EXTRACT
%%
To ensure his monsters would have the proper "soul," though, Jonze decided he needed an illustrator from outside the movie biz to draw mock-ups first. Over dinner, Jonze's friend Karen O, lead singer of the alt-rock trio the Yeah Yeah Yeahs, and Julian Gross of the noise rock band Liars steered the director toward their pal Sonny Gerasimowicz.

He wasn't a professional creature creator or artist. A former graffiti writer turned ad agency creative, Gerasimowicz was a kind of closet artiste with only one illustration for a magazine article to suggest his skill. Offered the chance to work with the zeitgeist-riding auteur, Gerasimowicz didn't present him a polished portfolio. He showed Jonze rough pencil drawings of the Wild Things. And the lo-fi renderings struck just the right nerve. "I sent him sketches that were, like, things I drew while I was on the telephone. Like on scraps of paper," Gerasimowicz recalled.

"When it comes down to something as delicate as tone, it became clear we had to find someone who had the right aesthetic," Jonze said. "It's finding people that have the right judgment, even if they've never done the specifics."

Gerasimowicz landed the job in early 2005, the mandate being not to slavishly imitate Sendak's singular style, more to articulate the creatures' distinct personalities as per the script (it helped that Jonze physically acted out each character for him). In turn, Gerasimowicz drafted scores of monster drawings: previsualizations for Photoshop-version Wild Things, the stage during which such crucial details as their fur, feathers, musculature and eyes would be decided.
%%
STATED PROBLEM A
In the records, copy out word for word the lines starting with the line that contains "Caption verification task — the caption states that the parsley" and going on through the line that contains "139 37 148 91".

AVAILABLE DATA
%%
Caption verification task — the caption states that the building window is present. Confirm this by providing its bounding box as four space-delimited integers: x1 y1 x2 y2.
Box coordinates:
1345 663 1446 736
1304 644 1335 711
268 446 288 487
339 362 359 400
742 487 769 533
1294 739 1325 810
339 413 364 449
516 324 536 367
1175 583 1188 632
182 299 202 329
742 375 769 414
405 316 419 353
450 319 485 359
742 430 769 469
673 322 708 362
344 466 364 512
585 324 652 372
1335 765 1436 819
%%
%%
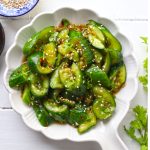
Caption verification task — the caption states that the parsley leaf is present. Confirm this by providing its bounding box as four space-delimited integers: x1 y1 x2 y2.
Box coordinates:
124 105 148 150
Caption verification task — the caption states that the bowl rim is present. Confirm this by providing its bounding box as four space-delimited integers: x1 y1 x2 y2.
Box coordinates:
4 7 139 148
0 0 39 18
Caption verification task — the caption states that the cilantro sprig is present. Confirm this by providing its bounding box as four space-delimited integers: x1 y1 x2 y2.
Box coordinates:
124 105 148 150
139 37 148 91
%%
STATED PROBLEM B
According to the passage about designing the Wild Things, when did Gerasimowicz land the job?

COMPLETE ANSWER A
Caption verification task — the caption states that the parsley leaf is present. Confirm this by providing its bounding box as four space-delimited integers: x1 y1 x2 y2.
Box coordinates:
124 105 148 150
Caption verification task — the caption states that the bowl rim is present. Confirm this by providing its bounding box as four space-delimited integers: x1 y1 x2 y2.
Box coordinates:
4 7 139 148
0 0 39 18
Caption verification task — the caption states that the cilantro sprig is present. Confirm this by providing its bounding box as four space-delimited integers: x1 y1 x2 y2.
Box coordinates:
124 105 148 150
139 37 148 91

COMPLETE ANSWER B
In early 2005.